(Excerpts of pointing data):
++++++

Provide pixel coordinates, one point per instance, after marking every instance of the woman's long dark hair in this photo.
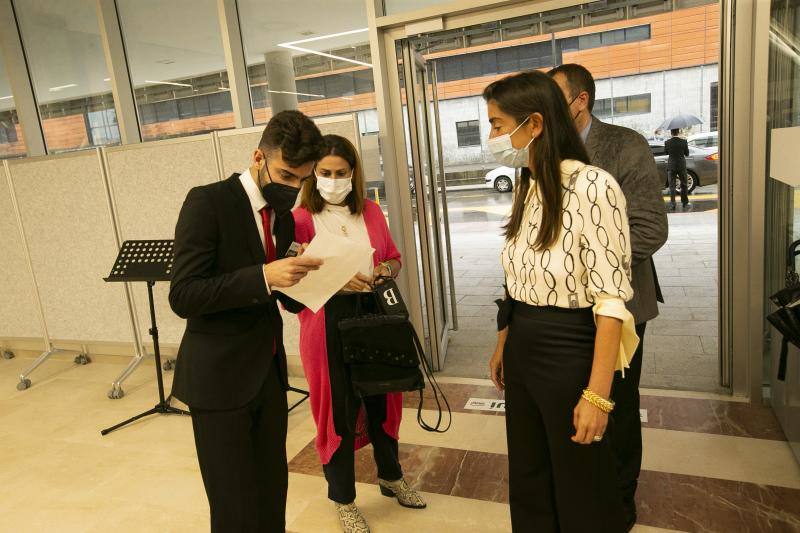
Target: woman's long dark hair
(520, 96)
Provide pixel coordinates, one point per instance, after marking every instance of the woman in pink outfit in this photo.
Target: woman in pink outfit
(333, 201)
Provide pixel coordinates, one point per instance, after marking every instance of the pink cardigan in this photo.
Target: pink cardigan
(313, 349)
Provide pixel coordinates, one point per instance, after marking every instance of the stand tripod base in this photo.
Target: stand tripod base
(160, 409)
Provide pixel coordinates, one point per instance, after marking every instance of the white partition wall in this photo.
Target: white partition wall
(19, 315)
(64, 208)
(149, 182)
(236, 149)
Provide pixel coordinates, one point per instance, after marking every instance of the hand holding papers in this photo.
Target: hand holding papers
(342, 259)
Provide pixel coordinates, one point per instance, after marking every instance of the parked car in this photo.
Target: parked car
(709, 139)
(702, 166)
(501, 179)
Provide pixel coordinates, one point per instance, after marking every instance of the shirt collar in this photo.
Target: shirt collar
(569, 167)
(253, 193)
(585, 132)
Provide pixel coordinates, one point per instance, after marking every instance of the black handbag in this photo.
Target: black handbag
(786, 319)
(383, 353)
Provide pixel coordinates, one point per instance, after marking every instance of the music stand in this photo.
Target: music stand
(147, 261)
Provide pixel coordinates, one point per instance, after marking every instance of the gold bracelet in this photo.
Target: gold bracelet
(598, 401)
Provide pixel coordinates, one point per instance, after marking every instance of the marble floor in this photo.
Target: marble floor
(710, 464)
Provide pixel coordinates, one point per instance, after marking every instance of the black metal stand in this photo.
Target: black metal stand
(162, 407)
(151, 261)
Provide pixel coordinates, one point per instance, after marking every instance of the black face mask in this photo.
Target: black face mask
(280, 197)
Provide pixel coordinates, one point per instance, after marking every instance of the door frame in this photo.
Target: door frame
(742, 152)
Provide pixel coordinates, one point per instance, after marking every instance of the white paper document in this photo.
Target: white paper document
(341, 258)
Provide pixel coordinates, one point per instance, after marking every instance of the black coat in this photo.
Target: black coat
(233, 328)
(678, 150)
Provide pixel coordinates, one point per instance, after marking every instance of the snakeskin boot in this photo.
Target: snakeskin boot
(351, 518)
(406, 496)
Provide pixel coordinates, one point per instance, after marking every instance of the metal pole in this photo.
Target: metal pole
(445, 213)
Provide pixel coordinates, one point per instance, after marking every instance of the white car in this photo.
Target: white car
(707, 141)
(501, 179)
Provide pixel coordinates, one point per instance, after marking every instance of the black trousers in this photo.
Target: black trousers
(340, 470)
(679, 174)
(626, 434)
(242, 456)
(555, 485)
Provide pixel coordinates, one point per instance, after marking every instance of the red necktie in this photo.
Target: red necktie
(269, 245)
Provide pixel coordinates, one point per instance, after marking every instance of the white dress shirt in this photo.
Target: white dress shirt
(338, 220)
(257, 203)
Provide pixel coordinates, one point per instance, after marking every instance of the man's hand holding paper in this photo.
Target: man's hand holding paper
(341, 261)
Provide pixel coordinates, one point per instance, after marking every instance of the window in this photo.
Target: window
(637, 104)
(11, 143)
(469, 133)
(178, 76)
(70, 79)
(103, 128)
(714, 99)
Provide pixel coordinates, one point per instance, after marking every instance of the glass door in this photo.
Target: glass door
(783, 205)
(428, 186)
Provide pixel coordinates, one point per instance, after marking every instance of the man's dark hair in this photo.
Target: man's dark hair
(295, 135)
(579, 79)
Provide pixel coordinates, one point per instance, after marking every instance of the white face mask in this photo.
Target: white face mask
(332, 190)
(505, 153)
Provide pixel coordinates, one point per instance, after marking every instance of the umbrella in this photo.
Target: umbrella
(680, 121)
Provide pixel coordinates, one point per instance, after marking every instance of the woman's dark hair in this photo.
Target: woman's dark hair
(520, 96)
(337, 146)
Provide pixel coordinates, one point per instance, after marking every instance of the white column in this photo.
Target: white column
(280, 80)
(236, 63)
(118, 72)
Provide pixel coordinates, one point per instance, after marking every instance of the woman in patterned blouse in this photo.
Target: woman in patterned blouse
(563, 327)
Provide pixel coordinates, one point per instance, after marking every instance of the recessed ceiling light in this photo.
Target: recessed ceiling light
(293, 46)
(62, 87)
(168, 83)
(298, 94)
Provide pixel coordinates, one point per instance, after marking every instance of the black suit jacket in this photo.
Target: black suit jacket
(234, 328)
(678, 150)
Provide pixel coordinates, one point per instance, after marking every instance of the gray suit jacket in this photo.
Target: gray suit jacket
(626, 155)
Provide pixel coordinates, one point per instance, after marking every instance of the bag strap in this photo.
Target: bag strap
(437, 391)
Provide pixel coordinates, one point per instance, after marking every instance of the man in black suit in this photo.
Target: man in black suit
(231, 367)
(678, 149)
(626, 155)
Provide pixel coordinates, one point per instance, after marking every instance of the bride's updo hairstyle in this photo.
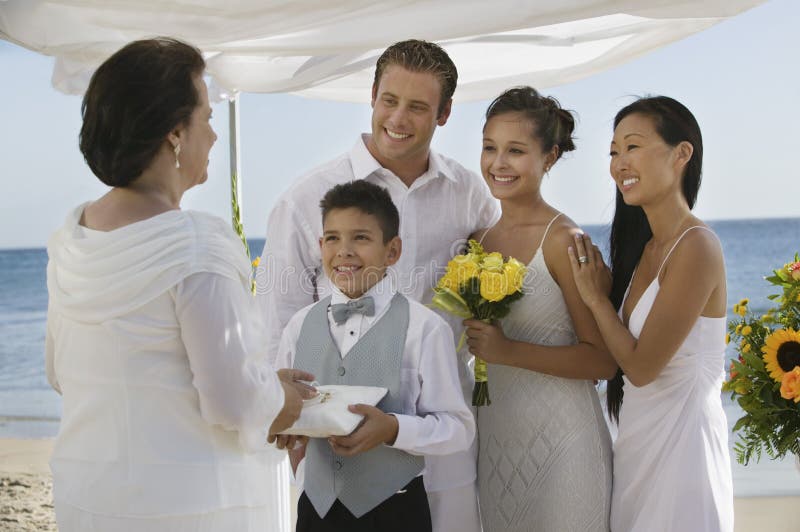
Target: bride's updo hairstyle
(630, 229)
(550, 124)
(135, 98)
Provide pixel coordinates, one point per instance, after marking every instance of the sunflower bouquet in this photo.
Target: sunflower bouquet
(479, 285)
(765, 380)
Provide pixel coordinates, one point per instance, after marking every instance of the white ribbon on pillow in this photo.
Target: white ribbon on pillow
(327, 414)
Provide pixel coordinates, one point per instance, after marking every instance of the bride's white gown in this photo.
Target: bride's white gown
(672, 470)
(545, 453)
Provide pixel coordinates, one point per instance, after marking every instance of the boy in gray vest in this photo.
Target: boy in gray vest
(365, 333)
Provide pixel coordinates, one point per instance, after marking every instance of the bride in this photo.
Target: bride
(544, 459)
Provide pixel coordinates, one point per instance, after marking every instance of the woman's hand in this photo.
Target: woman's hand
(592, 276)
(294, 391)
(487, 341)
(299, 379)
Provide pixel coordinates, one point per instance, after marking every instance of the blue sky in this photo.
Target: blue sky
(737, 77)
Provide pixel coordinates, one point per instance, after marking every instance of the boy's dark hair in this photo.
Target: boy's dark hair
(369, 199)
(135, 98)
(420, 56)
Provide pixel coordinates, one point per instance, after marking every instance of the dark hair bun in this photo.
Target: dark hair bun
(552, 124)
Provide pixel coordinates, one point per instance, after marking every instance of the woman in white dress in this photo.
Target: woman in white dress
(151, 337)
(665, 327)
(544, 459)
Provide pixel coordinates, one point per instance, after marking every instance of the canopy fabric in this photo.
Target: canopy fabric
(327, 49)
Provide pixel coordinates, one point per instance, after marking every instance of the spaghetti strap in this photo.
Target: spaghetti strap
(676, 245)
(484, 235)
(546, 230)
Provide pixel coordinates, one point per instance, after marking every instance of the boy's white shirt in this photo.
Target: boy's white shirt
(435, 418)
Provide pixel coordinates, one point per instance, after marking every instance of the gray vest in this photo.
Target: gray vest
(363, 481)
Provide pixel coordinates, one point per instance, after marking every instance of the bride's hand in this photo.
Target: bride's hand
(486, 341)
(592, 276)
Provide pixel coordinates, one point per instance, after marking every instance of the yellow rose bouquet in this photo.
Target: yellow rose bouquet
(765, 380)
(479, 285)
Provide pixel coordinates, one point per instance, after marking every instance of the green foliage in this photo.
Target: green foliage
(771, 423)
(236, 222)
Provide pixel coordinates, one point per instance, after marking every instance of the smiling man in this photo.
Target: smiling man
(440, 204)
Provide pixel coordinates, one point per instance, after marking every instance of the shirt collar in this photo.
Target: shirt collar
(382, 292)
(364, 164)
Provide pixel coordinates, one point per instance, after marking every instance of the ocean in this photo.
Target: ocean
(29, 408)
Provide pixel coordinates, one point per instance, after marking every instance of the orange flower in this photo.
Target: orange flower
(790, 385)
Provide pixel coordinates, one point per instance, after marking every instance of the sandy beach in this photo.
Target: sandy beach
(26, 502)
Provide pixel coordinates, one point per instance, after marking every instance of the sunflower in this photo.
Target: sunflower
(781, 352)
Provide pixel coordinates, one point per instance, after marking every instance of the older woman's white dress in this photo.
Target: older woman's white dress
(672, 469)
(151, 342)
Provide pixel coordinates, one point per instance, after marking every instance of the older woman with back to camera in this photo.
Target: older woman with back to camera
(151, 337)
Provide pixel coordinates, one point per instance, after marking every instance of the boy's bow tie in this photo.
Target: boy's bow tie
(342, 311)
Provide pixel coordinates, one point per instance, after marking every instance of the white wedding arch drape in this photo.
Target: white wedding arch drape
(327, 48)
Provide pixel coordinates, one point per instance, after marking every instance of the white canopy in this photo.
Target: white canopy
(328, 48)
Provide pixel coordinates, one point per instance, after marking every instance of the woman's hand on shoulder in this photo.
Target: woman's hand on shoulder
(591, 274)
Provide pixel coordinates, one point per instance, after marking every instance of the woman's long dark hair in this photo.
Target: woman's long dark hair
(630, 229)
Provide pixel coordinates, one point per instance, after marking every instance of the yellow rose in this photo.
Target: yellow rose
(790, 385)
(492, 262)
(494, 286)
(462, 268)
(515, 273)
(450, 281)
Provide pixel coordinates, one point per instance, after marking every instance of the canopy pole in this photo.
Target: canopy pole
(235, 161)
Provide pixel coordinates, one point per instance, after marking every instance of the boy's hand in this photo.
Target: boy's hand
(376, 429)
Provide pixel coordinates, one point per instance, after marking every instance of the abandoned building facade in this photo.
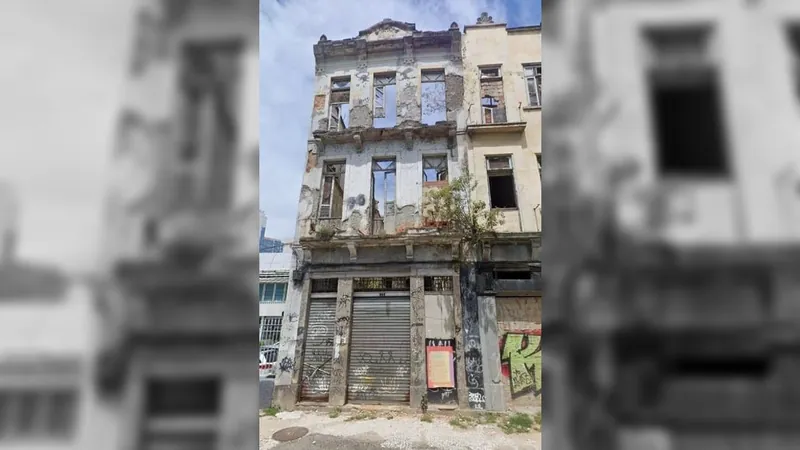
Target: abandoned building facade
(692, 332)
(382, 305)
(180, 299)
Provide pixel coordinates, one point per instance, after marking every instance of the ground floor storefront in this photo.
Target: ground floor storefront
(421, 334)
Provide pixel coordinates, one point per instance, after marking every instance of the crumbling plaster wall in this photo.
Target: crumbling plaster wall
(408, 71)
(492, 44)
(408, 67)
(358, 183)
(150, 117)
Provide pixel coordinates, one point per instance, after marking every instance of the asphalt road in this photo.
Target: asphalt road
(265, 386)
(318, 441)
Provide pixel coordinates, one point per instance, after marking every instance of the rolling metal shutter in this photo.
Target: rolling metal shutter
(318, 351)
(380, 350)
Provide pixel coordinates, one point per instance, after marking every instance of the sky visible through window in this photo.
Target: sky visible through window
(289, 29)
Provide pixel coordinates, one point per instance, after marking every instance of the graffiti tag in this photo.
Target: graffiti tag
(521, 358)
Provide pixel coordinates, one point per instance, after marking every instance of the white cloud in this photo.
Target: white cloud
(288, 33)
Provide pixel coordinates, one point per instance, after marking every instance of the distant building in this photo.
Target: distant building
(274, 270)
(263, 228)
(269, 245)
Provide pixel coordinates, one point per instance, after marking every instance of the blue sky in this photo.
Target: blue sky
(289, 29)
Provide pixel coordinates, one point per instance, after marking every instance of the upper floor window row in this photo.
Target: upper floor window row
(272, 292)
(492, 94)
(385, 100)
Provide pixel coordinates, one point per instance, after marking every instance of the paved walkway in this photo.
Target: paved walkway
(401, 431)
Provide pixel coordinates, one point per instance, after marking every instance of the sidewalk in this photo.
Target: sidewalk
(389, 430)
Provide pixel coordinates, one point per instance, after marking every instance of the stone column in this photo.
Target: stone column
(419, 385)
(341, 343)
(461, 372)
(290, 353)
(490, 339)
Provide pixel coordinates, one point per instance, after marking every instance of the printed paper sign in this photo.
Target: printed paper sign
(440, 367)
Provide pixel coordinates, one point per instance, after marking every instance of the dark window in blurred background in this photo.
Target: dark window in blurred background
(686, 104)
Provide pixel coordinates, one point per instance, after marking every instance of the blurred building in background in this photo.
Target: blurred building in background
(179, 309)
(265, 244)
(47, 349)
(379, 281)
(682, 327)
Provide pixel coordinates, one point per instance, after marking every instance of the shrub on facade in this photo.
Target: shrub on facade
(453, 208)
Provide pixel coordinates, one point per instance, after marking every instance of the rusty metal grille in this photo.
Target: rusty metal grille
(438, 284)
(318, 350)
(380, 351)
(325, 285)
(400, 284)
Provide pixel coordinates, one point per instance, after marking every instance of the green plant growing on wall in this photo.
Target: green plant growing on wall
(453, 208)
(325, 232)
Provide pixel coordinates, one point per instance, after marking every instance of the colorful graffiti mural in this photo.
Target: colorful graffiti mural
(521, 358)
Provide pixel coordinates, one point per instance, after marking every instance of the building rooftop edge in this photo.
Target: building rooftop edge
(505, 25)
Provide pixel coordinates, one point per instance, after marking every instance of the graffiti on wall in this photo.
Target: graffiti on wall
(521, 358)
(443, 395)
(473, 356)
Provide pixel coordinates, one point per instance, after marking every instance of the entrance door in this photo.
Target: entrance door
(380, 349)
(318, 352)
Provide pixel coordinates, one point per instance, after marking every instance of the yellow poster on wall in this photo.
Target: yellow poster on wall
(440, 367)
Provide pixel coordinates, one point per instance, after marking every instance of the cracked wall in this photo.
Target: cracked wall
(407, 68)
(518, 48)
(358, 184)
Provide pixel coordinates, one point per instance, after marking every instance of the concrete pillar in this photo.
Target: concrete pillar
(461, 372)
(341, 342)
(409, 105)
(419, 385)
(490, 339)
(290, 352)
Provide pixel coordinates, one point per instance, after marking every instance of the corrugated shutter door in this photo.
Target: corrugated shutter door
(380, 350)
(316, 372)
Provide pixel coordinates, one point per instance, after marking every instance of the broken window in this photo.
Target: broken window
(433, 97)
(533, 82)
(512, 275)
(488, 106)
(434, 168)
(385, 107)
(339, 118)
(686, 104)
(492, 99)
(490, 72)
(332, 196)
(502, 191)
(383, 192)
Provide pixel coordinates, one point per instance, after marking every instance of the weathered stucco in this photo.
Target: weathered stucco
(358, 184)
(493, 45)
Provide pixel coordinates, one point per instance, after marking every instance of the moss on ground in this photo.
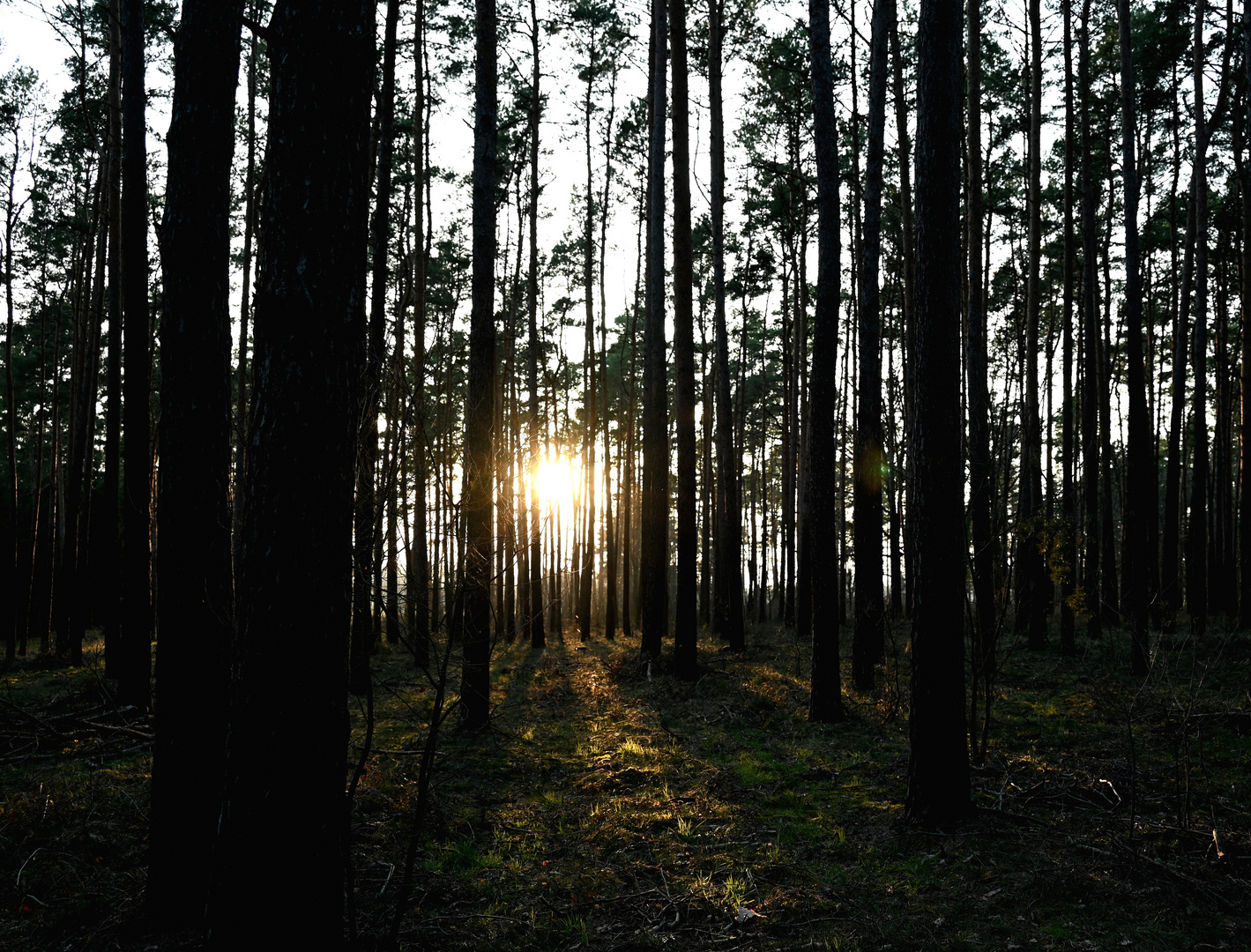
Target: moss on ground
(612, 807)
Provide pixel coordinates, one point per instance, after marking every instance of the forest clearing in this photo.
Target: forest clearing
(607, 808)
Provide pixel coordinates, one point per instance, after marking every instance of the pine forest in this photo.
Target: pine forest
(549, 474)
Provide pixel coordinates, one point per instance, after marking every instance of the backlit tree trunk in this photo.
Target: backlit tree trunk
(938, 790)
(194, 600)
(289, 721)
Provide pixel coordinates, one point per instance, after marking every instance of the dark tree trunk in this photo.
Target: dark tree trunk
(366, 594)
(1069, 444)
(1196, 525)
(654, 564)
(289, 721)
(194, 600)
(826, 702)
(71, 578)
(110, 543)
(728, 587)
(1091, 346)
(134, 659)
(981, 468)
(590, 411)
(1245, 379)
(684, 621)
(868, 642)
(532, 352)
(480, 396)
(1140, 456)
(249, 230)
(1031, 579)
(905, 158)
(418, 584)
(938, 791)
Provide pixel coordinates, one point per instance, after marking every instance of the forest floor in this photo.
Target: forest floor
(612, 807)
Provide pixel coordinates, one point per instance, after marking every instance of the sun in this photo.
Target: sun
(555, 480)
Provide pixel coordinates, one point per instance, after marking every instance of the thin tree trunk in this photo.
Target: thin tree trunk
(656, 468)
(868, 642)
(826, 703)
(284, 793)
(1069, 443)
(1140, 456)
(134, 661)
(420, 585)
(1031, 600)
(480, 394)
(1196, 531)
(366, 594)
(1091, 346)
(686, 620)
(981, 468)
(534, 609)
(194, 606)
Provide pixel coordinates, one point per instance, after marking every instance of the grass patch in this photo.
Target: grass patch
(614, 807)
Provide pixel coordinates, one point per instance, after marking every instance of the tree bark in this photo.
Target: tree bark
(1069, 443)
(1031, 579)
(284, 796)
(654, 569)
(684, 621)
(1140, 456)
(981, 468)
(727, 560)
(194, 600)
(1196, 527)
(826, 702)
(480, 394)
(366, 597)
(134, 661)
(532, 352)
(868, 643)
(1091, 346)
(938, 791)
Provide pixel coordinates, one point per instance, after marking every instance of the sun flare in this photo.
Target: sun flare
(557, 480)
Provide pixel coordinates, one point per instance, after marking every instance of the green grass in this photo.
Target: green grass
(611, 808)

++++++

(Written task): Output only the lines from the one holding "forest floor in this photo." through the last line above, exactly as they appear.

(Worked solution):
Provide pixel coordinates, one point per instance, after marking every instance of the forest floor in this photo.
Target: forest floor
(612, 807)
Provide pixel coordinates, one point per instance, after marking every instance of the sun in this photo.
Target: sun
(555, 480)
Provide pixel coordinates, one point per instance, after marking every instance of the thin tree trunk in this photo.
Target: thin tree trunk
(656, 468)
(868, 642)
(826, 703)
(284, 793)
(1069, 443)
(1140, 456)
(134, 661)
(420, 585)
(1031, 600)
(480, 394)
(1196, 531)
(366, 594)
(1091, 346)
(686, 620)
(981, 468)
(534, 609)
(194, 606)
Provide pixel coordinates, one point per instance, after marking every instance of the grass patch in this photo.
Target: grass patch
(614, 807)
Provide pixel coordinates, one point per instance, after marking every instance of the tree bark in this photo.
Target: tree bark
(1069, 443)
(1031, 579)
(284, 796)
(654, 569)
(684, 621)
(1140, 456)
(981, 468)
(727, 560)
(194, 600)
(1196, 527)
(826, 702)
(480, 394)
(366, 597)
(134, 661)
(532, 352)
(868, 643)
(1091, 346)
(938, 791)
Provide pixel coordinates, one point per instance, after marking every instance of the sun flare in this photo.
Target: sun flare
(557, 480)
Provide pixel coordinates, one point per instance, after marking every instance of the green grass in this photo.
Target: green grass
(611, 808)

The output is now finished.